Extract:
* * * * * * * * *

Trump on Wednesday announced a 10% tariff on all U.S. imports, and imposed tariffs against select countries equivalent to about half of the duties they charge on U.S. goods.
China was by far the worst hit, with total U.S. tariffs against the country now amounting to 54%. The European Union will be subject to 20% tariffs, while Taiwan, Switzerland, Thailand, and Bangladesh will face between 30% and 50% tariffs.
The tariffs will take effect over the next week.
Imports of copper, lumber, gold, pharmaceuticals, and some critical minerals will be exempt from the tariffs. Trump’s 25% duties on automobiles will also take effect this week.
Full implementation of tariffs threaten recession- JPM
JPMorgan analysts said that they were still waiting to see just how Trump’s tariffs will be imposed in the coming days before making any changes to their forecasts.
But JPM analysts warned that the full implementation of Trump’s trade policies represented a “substantial macro economic shock not currently incorporated in our forecasts.”
“This shock will likely be magnified by its impact on sentiment and through the retaliation of countries facing significant increases in their tariff rates,” JPM analysts wrote in a note, warning that a large tariff shock threatened a U.S. and global recession.
Trump tariff blow bigger than expected- Capital Economics
Trump’s reciprocal tariffs were bigger than expected, Capital Economics analysts said, with the effective tariff rate on all U.S. imports expected to soar to 26%, a 131-year high.
CE said that Canada and Mexico had gotten off lightly, while Asian majors such as China and Vietnam were the worst hit. Japan and the EU were somewhere in the middle.
CE noted that while the tariffs stood to substantially boost U.S. tax revenue, the impact on the U.S. economy depended on what is done with the additional tax revenue.

* * * * * * * * *

Tasks for this exercise:
a. In the tariff article, what effective tariff rate on all U.S. imports did Capital Economics expect?
b. Copy the tariff article word for word, from "Trump on Wednesday" up to and including "and 50% tariffs.".

* * * * * * * * *

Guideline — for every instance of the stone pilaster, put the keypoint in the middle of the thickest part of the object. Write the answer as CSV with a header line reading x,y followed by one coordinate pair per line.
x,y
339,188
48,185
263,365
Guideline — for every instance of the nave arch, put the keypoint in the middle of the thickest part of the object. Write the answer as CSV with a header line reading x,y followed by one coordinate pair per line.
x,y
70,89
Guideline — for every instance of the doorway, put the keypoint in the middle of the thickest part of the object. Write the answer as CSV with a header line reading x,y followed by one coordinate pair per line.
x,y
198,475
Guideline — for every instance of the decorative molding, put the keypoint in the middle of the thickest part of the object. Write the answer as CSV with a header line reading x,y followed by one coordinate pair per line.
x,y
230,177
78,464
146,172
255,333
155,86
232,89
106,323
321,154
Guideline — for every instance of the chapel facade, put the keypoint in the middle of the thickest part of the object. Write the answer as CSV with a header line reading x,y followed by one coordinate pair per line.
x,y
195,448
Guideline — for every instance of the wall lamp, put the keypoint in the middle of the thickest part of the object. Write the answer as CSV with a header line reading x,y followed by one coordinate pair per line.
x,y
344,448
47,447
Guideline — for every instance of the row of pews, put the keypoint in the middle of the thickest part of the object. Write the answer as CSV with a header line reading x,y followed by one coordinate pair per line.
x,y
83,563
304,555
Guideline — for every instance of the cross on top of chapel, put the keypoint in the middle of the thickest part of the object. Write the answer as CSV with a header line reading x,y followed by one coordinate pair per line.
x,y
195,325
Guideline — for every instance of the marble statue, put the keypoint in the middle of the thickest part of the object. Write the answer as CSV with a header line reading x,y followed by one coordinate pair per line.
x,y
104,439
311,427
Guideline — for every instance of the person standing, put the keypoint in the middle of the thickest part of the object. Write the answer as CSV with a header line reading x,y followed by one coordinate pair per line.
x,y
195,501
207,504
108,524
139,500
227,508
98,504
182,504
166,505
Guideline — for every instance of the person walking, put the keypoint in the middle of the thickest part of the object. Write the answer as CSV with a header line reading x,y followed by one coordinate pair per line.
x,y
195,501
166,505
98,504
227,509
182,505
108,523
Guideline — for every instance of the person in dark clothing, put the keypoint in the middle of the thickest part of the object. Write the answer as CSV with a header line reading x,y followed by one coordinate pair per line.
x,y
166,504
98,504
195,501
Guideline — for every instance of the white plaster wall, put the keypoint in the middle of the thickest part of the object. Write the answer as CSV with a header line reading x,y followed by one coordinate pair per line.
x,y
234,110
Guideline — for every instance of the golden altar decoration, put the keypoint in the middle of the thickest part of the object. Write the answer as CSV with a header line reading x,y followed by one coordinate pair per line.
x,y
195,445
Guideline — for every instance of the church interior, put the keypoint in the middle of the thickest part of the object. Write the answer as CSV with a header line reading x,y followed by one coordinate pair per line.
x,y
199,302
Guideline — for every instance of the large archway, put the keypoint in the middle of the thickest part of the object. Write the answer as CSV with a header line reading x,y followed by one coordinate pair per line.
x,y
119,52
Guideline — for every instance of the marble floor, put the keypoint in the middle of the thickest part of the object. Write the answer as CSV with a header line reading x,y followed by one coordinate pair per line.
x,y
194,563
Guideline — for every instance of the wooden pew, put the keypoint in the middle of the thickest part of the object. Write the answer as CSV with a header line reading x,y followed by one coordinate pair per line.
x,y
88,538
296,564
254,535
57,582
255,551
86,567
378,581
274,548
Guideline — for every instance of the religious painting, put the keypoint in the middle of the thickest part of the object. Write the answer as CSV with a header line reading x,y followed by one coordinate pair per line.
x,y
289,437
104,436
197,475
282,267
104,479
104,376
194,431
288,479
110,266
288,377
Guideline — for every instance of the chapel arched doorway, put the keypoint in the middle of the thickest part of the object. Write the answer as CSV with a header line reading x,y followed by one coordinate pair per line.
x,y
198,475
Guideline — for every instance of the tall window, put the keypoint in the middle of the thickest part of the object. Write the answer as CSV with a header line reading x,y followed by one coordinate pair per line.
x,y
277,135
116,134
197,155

* * * * * * * * *

Numbered responses:
a. 26%, a 131-year high.

b.
Trump on Wednesday announced a 10% tariff on all U.S. imports, and imposed tariffs against select countries equivalent to about half of the duties they charge on U.S. goods.
China was by far the worst hit, with total U.S. tariffs against the country now amounting to 54%. The European Union will be subject to 20% tariffs, while Taiwan, Switzerland, Thailand, and Bangladesh will face between 30% and 50% tariffs.